** start of Records supplied **

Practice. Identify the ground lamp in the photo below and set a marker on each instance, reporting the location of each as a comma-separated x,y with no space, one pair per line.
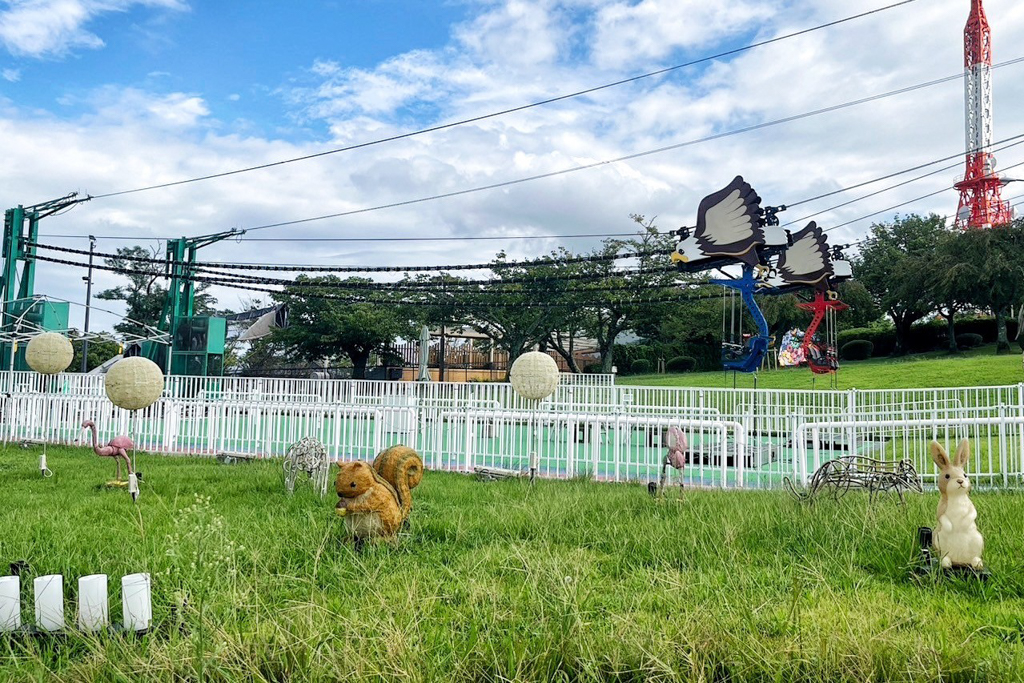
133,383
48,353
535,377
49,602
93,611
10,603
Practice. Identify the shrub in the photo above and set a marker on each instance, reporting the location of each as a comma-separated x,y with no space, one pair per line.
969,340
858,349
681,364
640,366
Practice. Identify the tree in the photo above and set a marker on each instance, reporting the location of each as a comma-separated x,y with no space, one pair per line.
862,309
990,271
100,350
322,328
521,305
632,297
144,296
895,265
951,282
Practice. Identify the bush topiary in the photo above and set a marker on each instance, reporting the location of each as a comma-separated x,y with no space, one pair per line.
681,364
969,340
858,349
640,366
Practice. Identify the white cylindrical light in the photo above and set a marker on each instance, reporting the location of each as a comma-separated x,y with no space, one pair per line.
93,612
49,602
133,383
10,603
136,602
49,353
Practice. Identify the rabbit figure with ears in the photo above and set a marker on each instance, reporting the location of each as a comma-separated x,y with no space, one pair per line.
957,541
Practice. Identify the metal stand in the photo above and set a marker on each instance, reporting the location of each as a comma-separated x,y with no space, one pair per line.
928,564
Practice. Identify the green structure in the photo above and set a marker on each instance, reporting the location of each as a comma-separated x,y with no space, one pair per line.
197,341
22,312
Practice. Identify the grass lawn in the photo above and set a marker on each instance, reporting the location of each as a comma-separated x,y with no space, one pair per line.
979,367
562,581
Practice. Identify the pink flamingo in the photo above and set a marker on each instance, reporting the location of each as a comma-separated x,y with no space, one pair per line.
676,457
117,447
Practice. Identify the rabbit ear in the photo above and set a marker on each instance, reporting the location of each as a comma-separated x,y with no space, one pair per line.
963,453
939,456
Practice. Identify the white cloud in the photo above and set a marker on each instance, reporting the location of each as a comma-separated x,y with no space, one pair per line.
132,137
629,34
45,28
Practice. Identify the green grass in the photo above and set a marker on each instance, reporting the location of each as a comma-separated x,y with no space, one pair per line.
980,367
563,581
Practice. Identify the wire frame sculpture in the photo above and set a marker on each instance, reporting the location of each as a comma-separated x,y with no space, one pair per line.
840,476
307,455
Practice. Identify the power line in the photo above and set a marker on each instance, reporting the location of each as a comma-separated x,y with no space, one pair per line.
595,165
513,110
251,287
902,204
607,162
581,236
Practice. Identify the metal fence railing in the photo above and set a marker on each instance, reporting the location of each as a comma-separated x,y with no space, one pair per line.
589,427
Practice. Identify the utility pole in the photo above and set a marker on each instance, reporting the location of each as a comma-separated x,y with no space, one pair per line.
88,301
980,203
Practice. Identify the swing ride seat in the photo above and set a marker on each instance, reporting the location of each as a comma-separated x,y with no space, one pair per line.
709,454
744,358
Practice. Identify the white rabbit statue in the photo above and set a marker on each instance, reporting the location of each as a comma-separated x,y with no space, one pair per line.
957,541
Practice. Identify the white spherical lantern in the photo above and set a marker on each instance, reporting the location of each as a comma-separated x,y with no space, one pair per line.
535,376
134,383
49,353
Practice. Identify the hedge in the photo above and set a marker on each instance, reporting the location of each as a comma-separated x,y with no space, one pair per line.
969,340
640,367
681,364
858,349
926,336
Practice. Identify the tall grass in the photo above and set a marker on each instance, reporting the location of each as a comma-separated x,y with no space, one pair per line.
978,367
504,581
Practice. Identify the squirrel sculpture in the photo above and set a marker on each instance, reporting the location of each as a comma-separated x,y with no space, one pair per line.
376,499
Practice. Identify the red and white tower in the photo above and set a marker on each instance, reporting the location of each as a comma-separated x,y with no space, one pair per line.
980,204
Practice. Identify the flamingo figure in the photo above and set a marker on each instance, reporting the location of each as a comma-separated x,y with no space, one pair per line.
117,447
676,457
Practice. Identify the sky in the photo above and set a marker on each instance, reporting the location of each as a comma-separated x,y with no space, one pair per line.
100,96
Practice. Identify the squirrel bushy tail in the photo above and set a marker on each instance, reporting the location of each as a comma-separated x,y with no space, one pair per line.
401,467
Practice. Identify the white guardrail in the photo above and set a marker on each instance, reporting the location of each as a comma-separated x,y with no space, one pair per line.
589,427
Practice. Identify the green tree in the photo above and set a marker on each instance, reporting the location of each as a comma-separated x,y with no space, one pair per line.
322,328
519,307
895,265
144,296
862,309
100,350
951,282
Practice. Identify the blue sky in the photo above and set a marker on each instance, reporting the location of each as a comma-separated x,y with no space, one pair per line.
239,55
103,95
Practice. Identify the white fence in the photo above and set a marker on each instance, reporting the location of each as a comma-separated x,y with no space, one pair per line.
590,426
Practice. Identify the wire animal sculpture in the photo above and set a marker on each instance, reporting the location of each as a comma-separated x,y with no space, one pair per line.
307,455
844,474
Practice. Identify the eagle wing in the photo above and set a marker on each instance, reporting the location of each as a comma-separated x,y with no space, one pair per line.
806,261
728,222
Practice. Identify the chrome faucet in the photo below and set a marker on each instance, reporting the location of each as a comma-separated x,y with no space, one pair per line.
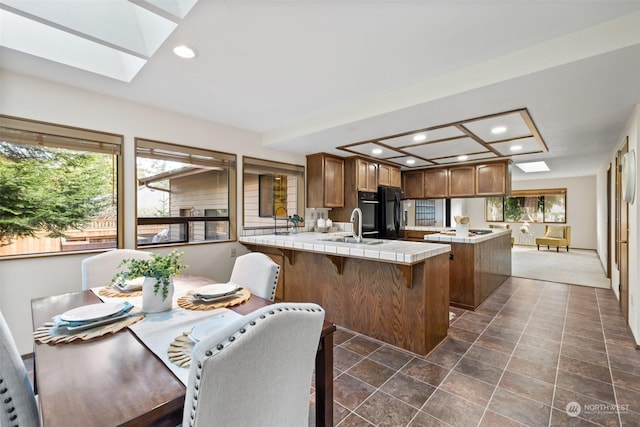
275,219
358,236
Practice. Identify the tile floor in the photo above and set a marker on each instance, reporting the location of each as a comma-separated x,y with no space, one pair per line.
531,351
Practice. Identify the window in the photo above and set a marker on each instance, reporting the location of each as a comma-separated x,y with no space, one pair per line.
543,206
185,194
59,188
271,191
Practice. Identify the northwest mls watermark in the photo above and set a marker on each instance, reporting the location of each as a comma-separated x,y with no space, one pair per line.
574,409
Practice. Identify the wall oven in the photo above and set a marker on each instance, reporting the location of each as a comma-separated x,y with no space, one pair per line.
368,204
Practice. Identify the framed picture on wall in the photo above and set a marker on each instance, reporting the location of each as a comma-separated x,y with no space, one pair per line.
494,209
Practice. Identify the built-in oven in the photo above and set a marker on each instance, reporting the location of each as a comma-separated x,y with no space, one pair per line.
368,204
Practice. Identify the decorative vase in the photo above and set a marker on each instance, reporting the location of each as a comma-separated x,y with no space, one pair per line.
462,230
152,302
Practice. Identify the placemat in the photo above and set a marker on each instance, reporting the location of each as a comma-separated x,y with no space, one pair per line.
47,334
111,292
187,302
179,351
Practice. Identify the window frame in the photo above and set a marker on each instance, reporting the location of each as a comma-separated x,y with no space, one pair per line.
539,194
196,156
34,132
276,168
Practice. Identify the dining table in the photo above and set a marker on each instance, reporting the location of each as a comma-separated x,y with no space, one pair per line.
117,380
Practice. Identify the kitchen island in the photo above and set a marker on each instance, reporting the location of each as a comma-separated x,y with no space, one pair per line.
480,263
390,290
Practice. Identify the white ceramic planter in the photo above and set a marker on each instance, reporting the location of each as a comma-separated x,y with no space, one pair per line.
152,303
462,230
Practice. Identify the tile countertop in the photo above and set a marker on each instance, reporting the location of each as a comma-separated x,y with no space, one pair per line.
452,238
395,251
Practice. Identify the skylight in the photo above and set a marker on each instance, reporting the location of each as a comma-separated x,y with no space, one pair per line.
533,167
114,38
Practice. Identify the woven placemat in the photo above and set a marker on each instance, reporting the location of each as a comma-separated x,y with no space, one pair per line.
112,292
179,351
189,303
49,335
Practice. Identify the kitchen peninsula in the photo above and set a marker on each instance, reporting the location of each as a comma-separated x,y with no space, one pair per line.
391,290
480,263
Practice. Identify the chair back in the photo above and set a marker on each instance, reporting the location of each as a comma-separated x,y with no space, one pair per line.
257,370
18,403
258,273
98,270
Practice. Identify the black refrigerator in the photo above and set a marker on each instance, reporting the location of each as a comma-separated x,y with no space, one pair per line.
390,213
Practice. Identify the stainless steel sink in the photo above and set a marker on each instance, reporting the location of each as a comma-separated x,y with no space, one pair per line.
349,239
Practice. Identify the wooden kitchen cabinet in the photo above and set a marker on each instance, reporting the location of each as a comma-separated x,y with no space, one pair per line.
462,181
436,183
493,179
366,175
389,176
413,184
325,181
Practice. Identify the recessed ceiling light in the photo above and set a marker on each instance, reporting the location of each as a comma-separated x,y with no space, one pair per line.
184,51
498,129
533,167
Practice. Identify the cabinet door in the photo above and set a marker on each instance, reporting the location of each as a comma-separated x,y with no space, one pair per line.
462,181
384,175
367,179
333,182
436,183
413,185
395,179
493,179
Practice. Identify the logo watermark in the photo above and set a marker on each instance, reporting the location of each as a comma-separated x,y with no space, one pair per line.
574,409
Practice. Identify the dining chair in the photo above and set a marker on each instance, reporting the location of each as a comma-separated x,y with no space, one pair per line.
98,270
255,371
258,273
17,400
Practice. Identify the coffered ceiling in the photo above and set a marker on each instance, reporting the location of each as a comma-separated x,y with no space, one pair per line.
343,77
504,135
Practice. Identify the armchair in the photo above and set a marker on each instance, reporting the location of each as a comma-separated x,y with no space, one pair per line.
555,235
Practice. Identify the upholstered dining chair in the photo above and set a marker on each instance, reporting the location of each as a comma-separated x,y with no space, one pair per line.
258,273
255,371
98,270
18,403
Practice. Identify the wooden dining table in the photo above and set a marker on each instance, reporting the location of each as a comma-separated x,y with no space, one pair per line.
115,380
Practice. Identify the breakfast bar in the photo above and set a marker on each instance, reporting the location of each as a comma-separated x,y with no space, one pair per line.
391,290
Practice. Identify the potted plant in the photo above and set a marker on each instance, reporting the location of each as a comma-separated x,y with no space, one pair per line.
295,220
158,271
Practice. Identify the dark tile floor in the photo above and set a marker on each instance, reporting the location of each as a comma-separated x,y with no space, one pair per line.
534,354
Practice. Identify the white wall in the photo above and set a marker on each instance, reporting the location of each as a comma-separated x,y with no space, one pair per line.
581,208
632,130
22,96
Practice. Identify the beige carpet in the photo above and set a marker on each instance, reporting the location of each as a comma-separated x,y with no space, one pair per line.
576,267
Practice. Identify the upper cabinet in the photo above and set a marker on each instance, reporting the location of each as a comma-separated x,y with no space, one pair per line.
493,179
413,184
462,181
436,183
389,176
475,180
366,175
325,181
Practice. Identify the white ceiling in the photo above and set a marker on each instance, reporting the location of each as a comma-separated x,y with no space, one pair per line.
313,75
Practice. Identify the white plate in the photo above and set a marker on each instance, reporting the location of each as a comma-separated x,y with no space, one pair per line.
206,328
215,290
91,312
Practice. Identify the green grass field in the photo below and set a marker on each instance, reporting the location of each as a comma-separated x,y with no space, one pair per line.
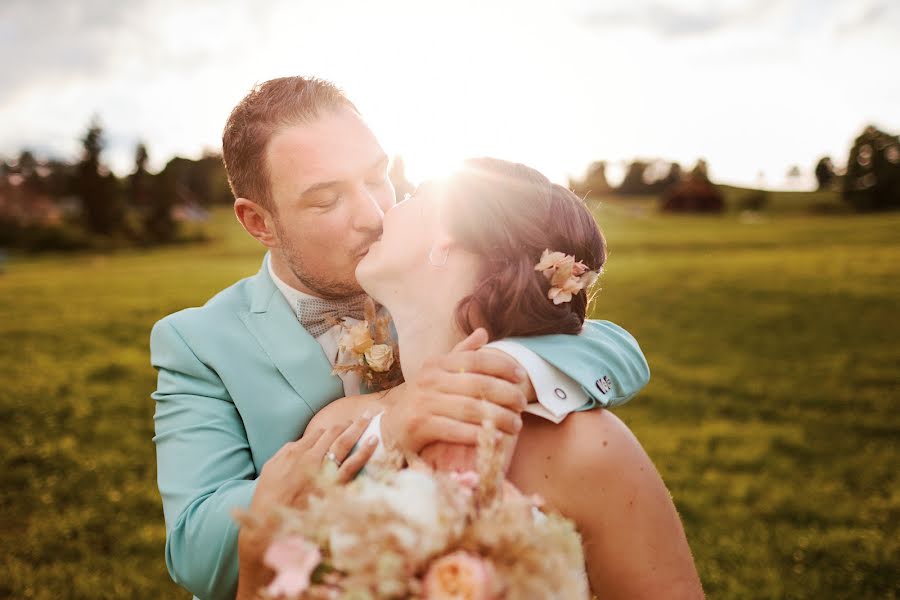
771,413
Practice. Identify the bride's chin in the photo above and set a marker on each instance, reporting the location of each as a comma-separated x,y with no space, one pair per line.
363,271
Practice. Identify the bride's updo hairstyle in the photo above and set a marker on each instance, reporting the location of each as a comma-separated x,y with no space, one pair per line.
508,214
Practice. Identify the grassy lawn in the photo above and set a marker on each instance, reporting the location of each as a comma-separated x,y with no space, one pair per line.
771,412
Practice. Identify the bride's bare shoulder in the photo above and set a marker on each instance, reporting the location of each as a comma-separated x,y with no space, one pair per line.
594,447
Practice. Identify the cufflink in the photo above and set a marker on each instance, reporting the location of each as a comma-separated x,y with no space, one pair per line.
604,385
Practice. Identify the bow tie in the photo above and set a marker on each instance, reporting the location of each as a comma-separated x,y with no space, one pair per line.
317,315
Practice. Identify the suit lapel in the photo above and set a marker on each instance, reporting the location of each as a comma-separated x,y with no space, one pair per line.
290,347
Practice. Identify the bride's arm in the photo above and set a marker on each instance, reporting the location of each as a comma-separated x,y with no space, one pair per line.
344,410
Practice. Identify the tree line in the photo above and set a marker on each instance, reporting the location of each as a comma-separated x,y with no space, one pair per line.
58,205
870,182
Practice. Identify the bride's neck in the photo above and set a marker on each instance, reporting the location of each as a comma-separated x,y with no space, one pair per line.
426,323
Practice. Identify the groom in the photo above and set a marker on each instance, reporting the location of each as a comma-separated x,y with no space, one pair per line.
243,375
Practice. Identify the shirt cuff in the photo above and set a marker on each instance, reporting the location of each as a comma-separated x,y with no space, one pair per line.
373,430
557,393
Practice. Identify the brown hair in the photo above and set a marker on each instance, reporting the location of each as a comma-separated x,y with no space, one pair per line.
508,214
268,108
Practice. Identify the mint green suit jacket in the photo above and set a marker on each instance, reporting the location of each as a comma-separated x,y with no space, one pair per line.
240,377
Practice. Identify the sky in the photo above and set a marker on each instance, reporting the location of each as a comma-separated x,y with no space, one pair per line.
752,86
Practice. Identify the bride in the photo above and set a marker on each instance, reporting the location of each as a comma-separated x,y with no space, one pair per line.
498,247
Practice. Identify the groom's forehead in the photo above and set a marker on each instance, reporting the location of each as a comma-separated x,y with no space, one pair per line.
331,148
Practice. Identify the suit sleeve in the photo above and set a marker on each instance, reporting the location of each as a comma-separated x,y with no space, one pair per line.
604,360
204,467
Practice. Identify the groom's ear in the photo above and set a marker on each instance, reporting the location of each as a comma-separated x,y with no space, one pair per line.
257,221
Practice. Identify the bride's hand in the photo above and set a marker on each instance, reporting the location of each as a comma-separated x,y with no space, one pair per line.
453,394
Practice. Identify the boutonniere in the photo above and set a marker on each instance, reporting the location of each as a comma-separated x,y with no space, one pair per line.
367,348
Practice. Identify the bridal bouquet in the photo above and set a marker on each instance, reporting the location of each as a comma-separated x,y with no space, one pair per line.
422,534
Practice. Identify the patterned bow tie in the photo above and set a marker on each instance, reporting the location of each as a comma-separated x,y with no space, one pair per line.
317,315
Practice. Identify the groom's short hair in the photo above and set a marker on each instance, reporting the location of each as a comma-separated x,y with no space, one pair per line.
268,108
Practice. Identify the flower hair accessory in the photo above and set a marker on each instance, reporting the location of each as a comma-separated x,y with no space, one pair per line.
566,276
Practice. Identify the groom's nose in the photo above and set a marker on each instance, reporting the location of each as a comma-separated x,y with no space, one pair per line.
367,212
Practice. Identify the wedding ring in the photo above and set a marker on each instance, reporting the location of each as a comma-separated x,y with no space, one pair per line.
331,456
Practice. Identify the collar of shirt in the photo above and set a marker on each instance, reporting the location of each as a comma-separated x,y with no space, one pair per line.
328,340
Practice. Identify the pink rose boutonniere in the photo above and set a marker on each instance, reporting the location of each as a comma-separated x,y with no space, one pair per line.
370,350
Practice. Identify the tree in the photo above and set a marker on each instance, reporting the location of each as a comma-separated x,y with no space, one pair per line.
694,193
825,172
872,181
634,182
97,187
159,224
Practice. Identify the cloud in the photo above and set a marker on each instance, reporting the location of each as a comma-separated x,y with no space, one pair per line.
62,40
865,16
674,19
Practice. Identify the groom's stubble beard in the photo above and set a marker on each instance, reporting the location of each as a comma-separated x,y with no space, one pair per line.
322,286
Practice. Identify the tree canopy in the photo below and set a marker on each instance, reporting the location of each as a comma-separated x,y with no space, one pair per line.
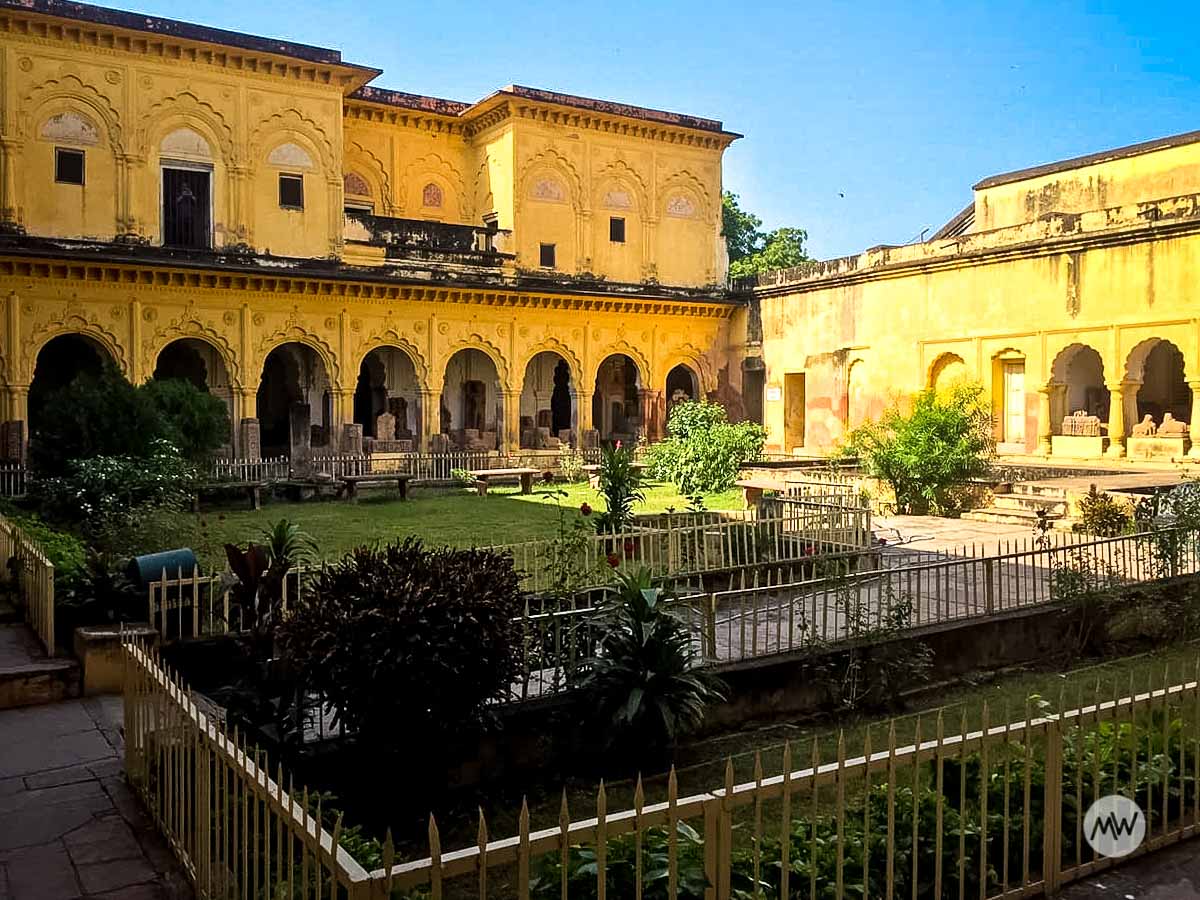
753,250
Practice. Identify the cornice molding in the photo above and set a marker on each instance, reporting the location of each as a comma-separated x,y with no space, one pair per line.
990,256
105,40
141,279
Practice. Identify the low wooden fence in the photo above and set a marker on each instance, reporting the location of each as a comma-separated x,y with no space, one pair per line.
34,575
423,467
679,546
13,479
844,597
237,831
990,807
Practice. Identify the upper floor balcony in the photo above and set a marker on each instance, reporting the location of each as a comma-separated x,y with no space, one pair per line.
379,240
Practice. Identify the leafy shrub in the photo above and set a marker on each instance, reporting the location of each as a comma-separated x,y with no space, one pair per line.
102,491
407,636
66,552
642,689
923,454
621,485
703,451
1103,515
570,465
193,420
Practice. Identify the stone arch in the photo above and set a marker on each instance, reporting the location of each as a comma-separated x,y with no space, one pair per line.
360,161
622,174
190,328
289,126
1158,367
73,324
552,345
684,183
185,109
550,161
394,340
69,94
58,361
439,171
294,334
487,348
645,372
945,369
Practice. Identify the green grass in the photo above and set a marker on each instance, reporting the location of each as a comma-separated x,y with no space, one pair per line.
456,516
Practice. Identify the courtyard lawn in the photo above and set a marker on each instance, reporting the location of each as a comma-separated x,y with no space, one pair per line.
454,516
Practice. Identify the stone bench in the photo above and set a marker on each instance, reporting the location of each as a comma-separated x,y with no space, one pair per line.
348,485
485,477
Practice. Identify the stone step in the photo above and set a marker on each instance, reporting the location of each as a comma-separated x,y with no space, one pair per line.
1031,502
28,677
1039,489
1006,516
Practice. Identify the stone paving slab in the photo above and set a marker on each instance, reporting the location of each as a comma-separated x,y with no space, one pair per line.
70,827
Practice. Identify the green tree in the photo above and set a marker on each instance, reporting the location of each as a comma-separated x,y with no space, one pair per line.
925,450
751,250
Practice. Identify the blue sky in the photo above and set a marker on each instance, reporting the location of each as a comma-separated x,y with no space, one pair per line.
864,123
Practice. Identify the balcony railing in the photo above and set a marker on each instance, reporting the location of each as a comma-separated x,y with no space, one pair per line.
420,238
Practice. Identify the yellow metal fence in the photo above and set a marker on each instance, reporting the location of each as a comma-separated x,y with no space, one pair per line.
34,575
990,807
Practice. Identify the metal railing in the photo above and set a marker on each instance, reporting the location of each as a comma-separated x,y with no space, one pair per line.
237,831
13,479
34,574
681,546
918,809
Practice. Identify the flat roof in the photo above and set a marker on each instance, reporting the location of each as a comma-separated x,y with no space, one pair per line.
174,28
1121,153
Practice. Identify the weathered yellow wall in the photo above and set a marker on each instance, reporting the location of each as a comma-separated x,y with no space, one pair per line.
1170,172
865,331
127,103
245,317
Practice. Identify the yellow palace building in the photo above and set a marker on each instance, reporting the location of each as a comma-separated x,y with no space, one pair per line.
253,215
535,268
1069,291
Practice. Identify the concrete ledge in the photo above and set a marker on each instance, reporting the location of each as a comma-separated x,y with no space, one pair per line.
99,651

** end of Records supplied **

### Given problem
Locate the line that contains "Practice. Identify the stone paving". Repeat it and every line after it, up to and including the final line, exactly.

### Solution to this problem
Practice. Identify the stone paving slab in the photo above and set a marker on each instance, reporting the location of each as a comma-separated x,y with no space, one pair per line.
70,827
Practice. Identify the green tree in the photo above and set a marker on each instance, reporting the location of each as a comma-separated x,y with no space, one pair per line.
925,450
751,250
Practice. Identify the blue sky in the photo above and set a marker on each instance, reporting the location of each as a comma-separated x,y with no space, one pair per line.
864,123
Practice. Identify the balcony railing in the photo above and set a marker on each instance, reporting the location of each as a comma-separated x,y with no space, one pair per line.
420,238
Practice. Identify the yellow metal fence in the photo above and set a marker on each instance, reporting the location of each as a comma-separated x,y with no space, one pair per line.
34,575
990,807
Practice. Identify the metal railing in the photo above and set a marker on each instance, reporting the location of each as a comma-separated x,y with no space, one pair per line.
237,831
13,479
34,574
681,546
918,809
Practice. Identify the flat roof in the photo above and set a marker on each instance, reporting the location of each as a comma-separated x,y with no space, one pair per line.
174,28
1121,153
Practice. Identify the weathered yellow wall in the photo above and set a marker on each instance, reporting the location of each as a comma-separated x,y with no space, one pair per line.
1170,172
865,331
127,103
245,317
Practice. Identify the yellow palace building in the photo above and set a marker on each instance, reporting the location of each as a comma-separated x,y with no space, one pair per line.
253,215
535,268
1069,291
Practice. Identify the concrete ledge in the photo above and set a marker on each instance, reporting the location of each as a comma-separated x,y with no space, one pair per line.
99,651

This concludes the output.